>>

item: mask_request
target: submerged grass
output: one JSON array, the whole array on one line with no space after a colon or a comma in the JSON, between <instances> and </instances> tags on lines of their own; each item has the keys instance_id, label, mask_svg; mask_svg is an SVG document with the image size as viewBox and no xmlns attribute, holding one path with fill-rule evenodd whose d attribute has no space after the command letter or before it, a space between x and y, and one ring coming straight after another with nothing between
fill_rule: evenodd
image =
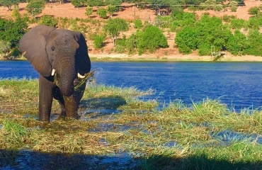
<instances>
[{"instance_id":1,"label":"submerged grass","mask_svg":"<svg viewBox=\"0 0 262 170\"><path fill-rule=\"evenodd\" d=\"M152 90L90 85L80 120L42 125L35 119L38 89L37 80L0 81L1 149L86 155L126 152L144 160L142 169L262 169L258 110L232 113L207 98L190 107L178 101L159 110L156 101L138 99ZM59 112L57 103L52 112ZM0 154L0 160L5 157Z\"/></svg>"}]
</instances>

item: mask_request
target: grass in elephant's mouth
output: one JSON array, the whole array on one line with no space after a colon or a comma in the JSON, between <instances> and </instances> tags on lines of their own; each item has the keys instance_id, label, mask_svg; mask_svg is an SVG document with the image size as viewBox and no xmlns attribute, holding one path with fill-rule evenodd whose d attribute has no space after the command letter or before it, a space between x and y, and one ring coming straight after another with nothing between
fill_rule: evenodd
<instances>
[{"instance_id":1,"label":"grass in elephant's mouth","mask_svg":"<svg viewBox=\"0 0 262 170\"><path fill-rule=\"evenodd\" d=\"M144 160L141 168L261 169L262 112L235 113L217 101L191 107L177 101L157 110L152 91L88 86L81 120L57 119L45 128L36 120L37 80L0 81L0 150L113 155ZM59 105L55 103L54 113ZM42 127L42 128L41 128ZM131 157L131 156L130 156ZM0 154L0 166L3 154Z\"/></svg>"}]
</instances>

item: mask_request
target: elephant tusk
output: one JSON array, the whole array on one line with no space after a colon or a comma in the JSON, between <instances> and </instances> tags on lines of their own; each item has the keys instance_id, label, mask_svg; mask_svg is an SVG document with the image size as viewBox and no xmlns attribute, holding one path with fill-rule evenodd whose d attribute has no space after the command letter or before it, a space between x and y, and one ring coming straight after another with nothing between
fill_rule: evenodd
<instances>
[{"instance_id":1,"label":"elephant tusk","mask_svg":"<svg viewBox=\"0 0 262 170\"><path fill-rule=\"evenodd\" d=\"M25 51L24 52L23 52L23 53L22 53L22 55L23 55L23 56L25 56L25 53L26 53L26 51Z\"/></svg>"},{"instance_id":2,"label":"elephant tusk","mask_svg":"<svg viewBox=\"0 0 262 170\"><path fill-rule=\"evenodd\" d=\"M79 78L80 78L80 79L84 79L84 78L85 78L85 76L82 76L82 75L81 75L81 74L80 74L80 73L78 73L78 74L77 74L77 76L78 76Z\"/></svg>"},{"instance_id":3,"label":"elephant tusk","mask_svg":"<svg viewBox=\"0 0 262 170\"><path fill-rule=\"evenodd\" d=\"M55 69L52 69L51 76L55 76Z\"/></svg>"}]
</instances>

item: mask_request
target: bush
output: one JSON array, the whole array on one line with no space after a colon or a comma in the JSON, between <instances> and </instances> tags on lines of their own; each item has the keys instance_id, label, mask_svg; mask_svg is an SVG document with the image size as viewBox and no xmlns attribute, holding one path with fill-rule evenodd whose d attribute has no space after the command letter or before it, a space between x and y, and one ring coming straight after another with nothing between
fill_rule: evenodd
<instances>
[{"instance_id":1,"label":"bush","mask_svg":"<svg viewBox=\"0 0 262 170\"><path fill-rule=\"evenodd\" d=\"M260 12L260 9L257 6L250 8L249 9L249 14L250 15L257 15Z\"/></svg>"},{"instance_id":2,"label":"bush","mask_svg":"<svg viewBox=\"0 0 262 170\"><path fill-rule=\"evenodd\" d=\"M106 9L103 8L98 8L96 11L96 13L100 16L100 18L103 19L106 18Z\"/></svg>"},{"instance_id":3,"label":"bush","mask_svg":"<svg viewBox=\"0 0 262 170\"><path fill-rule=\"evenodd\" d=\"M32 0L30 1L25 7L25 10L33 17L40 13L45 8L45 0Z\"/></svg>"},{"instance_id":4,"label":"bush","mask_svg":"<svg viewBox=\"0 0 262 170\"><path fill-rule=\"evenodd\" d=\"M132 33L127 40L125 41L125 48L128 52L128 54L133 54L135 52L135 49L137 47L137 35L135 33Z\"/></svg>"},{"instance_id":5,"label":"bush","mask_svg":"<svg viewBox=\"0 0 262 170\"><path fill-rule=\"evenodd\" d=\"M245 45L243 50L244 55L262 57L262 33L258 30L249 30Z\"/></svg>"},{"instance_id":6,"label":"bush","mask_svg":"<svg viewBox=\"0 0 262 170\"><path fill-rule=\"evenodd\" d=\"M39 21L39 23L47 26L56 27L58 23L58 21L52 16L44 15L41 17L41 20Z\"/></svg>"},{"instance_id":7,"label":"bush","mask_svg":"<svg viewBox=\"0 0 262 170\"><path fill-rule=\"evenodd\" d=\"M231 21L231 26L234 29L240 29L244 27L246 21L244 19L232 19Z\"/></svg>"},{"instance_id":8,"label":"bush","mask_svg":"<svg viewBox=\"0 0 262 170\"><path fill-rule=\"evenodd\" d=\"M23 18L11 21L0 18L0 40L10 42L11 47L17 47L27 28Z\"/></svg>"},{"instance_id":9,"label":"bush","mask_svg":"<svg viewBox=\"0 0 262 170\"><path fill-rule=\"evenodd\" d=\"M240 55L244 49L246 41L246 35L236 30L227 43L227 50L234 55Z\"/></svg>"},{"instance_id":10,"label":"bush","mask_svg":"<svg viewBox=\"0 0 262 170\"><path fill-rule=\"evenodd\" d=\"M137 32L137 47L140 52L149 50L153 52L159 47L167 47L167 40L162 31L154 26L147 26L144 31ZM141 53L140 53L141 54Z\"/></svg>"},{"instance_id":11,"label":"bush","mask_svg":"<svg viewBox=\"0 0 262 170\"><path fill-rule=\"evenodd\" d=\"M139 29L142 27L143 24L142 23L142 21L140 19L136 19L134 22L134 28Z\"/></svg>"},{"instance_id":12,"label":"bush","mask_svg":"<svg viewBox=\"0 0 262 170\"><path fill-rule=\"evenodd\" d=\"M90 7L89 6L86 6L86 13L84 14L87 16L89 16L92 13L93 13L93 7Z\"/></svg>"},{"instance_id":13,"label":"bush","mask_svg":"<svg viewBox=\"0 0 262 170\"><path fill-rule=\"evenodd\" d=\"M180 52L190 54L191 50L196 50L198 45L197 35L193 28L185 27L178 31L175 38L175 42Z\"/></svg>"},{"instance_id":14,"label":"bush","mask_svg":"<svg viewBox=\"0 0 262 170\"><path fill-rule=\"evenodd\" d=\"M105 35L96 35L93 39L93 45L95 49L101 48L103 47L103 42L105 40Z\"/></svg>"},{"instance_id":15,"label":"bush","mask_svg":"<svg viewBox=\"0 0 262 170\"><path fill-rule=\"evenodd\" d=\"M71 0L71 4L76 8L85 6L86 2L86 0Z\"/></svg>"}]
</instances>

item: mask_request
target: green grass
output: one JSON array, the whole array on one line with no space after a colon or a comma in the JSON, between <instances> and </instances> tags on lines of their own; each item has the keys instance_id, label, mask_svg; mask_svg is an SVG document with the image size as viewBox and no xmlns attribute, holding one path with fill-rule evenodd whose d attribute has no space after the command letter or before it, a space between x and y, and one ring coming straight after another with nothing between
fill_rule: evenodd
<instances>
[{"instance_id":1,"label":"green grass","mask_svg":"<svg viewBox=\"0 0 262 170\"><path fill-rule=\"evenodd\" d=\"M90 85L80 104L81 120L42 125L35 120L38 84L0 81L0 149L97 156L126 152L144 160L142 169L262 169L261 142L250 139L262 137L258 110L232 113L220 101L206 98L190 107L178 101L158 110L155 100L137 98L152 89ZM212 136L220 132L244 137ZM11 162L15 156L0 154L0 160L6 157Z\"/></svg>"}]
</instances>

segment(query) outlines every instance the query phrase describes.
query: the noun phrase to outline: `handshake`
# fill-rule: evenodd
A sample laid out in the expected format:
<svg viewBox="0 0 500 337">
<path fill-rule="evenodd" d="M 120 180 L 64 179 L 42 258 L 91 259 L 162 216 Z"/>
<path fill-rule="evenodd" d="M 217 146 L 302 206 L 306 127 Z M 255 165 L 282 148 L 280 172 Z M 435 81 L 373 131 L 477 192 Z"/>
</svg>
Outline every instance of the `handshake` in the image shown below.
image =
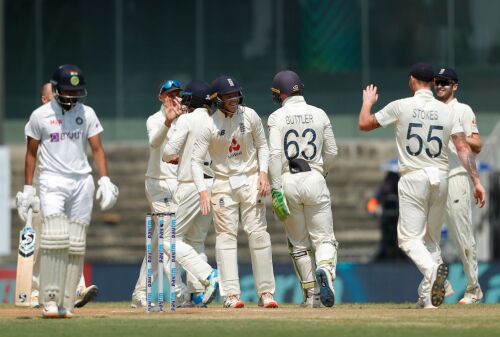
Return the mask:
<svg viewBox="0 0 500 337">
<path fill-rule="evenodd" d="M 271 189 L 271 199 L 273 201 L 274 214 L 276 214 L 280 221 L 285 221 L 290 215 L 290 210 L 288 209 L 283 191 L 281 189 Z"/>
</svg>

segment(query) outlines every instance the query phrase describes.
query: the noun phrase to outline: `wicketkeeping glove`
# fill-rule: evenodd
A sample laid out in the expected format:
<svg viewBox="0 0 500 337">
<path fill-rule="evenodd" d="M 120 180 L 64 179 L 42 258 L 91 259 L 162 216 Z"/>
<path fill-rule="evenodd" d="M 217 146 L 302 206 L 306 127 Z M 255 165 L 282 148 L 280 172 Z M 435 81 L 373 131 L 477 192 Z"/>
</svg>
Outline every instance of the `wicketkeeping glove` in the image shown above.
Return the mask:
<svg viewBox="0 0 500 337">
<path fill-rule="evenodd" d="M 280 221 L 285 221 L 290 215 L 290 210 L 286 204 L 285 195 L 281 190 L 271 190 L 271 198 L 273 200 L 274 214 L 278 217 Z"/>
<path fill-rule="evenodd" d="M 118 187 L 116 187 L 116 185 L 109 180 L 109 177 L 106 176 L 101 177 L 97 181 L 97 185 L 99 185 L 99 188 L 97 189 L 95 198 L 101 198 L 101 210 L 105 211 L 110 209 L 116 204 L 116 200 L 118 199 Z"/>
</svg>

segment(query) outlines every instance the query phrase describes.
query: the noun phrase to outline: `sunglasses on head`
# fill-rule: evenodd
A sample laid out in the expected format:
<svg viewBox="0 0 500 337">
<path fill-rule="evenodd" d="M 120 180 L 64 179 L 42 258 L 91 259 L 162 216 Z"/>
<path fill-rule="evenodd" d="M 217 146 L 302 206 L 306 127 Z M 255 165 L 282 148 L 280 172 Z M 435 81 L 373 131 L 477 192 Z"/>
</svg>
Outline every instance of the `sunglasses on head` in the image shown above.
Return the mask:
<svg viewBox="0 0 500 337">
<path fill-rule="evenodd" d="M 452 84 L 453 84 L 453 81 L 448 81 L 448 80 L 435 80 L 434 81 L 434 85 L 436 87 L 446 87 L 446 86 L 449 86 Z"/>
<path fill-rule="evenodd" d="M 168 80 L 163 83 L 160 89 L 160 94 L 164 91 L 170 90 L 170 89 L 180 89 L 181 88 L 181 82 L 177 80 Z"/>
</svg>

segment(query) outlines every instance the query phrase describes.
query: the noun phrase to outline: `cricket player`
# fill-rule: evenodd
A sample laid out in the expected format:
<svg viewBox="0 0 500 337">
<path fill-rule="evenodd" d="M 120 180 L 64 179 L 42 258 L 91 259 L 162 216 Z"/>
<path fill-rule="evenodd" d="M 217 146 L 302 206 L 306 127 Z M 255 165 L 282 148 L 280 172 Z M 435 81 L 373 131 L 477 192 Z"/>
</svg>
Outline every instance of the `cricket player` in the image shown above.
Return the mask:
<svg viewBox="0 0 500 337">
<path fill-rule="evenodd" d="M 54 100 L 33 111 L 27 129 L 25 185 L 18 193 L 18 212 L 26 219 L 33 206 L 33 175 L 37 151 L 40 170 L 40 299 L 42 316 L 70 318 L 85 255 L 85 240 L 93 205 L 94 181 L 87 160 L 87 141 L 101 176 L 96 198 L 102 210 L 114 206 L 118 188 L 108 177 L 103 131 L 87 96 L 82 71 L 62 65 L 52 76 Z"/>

<<

OBJECTIF DE LA TÂCHE: Filtrez les entrées ci-dessus en recopiant uniquement les lignes qui contiennent le mot « handshake ».

RÉSULTAT CI-DESSOUS:
query: the noun phrase to outline: `handshake`
Outline every instance of the `handshake` in the image shown below.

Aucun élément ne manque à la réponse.